Material provided:

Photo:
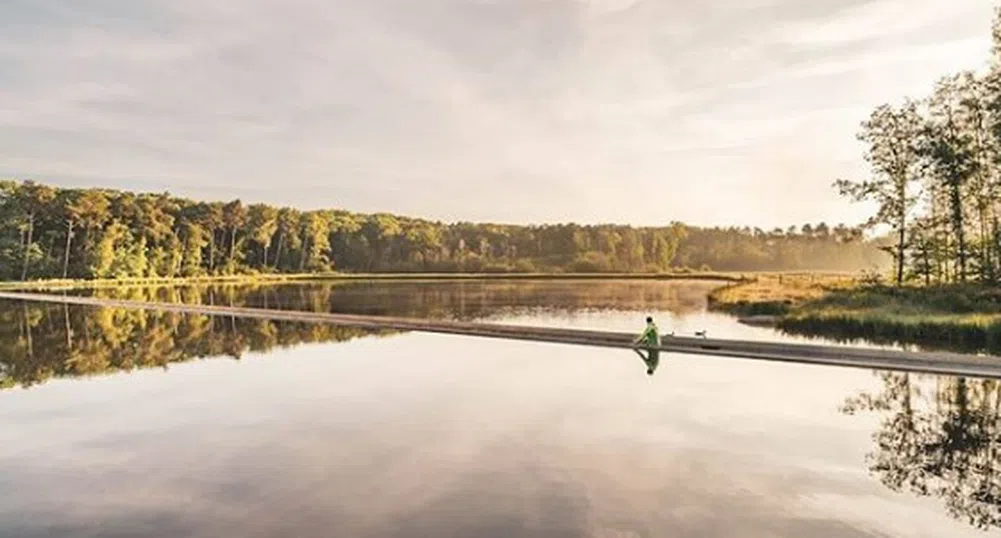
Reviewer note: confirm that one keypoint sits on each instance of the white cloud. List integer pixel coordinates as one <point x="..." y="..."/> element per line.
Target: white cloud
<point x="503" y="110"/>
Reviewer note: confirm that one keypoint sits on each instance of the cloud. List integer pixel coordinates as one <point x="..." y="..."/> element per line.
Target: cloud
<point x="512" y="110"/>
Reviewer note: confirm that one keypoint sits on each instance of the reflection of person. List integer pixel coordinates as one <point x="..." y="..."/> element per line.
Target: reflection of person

Goal of the exercise: Omit the pictures. Print, word for word, the lines from the beginning of the entries above through the line that holds "of the cloud.".

Expected answer:
Photo:
Reviewer note: confirm that one keypoint sits on each instance of the white cloud. List integer pixel coordinates as one <point x="..." y="..."/> element per line.
Target: white cloud
<point x="503" y="110"/>
Reviewer note: confirm that one keypoint sits on each instance of the cloud. List integer pixel coordinates as one <point x="..." y="..."/> element per line.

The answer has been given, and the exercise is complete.